Problem requirements -
Every line of the data, first to last, must be written out unchanged.

(Saved entries)

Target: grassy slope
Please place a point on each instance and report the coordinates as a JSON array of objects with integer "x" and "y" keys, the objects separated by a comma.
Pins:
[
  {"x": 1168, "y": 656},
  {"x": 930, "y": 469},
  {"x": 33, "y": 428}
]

Answer to this exercise -
Target: grassy slope
Please place a point on each instance and report the coordinates as a JSON array of objects with integer "x" and "y" keys, the objects separated by a comma.
Pins:
[
  {"x": 1168, "y": 656},
  {"x": 930, "y": 469},
  {"x": 33, "y": 428}
]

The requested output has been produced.